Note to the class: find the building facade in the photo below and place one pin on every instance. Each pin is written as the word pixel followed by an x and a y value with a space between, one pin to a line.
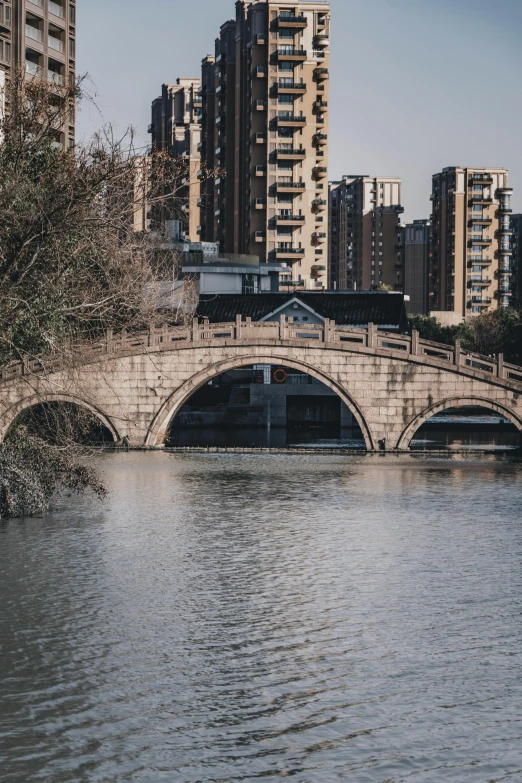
pixel 364 216
pixel 516 263
pixel 39 38
pixel 175 129
pixel 416 249
pixel 471 248
pixel 265 115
===
• DIRECTION
Rewrite the entries above with "building facade" swapped for "storefront" and nothing else altered. Leave the pictures out.

• EXERCISE RESPONSE
Note to the class: find the storefront in the photo below and place one pin on every instance. Each pin is written as the word pixel followed by an x and a y value with a space between, one pin to a line.
pixel 364 216
pixel 516 263
pixel 39 38
pixel 175 129
pixel 416 249
pixel 471 248
pixel 265 115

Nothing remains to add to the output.